### PASSAGE GIVEN
____
I remember paying paying something like $800 for an Athlon 700 MHz CPU (the cartridge one) in 1999.



Gamer and programmer here! From the perspective of a gamer with a "large but not infinite budget" in the past say ~8 years. I play counterstrike where any fps stutter is unexceptable. I also enjoy prettier games like BF5, etc. My current system is an i7 8700k, 32GB ram (just because), and a 1080ti.

Intel has always been the go-to. The #1 Priority is thread performance, first and foremost. Second is at least 4 cores. Most modern games can utilize at least 4, but it's also important to give the OS and other programs like discord plenty of cores.

While the Ryzen Gen 1 and Gen 2 have been amazing values, for gaming performance Intel has still ben king. When you compare AMD to Intel FPS to FPS Intel nearly ALWAYS wins.

CSGO is especially thread performance reliant, but this goes for most games. It's worth noting too that while games can use multiple cores, I don't believe most engines scale to 8+ cores very well.


Historically the only reason Intel has won on absolute top performance gaming FPS is because their raw single-threaded performance has beaten AMD due to most games still being bad / ineffective with multiple threads. For the first time in many processor generations this may actually not be true because of Intel’s stumble in their 10 nm transition.
____
### SUPPLIED DATA
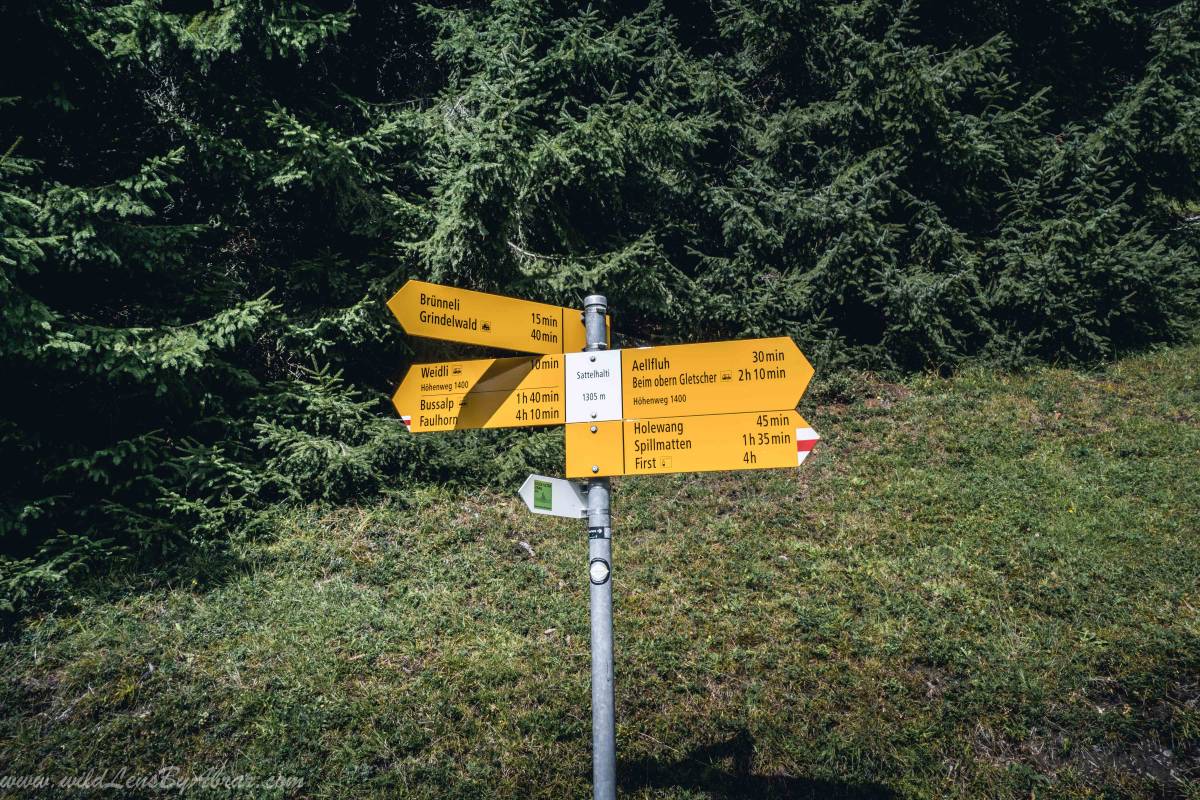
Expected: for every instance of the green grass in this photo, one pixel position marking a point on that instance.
(978, 587)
____
### STATED EXERCISE
Decide whether each statement below agrees with the passage on gaming processors, and answer each with yes or no plus the words of the passage that decide it, quoted exactly. 1. One writer paid about $800 for an Athlon 700 MHz CPU in 1999. 2. The gamer and programmer ranks having at least 4 cores as the top priority. 3. The gamer and programmer doubts that most engines scale well to 8 or more cores.

### EXERCISE RESULT
1. Yes: "something like $800 for an Athlon 700 MHz CPU (the cartridge one) in 1999"
2. No: "The #1 Priority is thread performance, first and foremost. Second is at least 4 cores."
3. Yes: "I don't believe most engines scale to 8+ cores very well"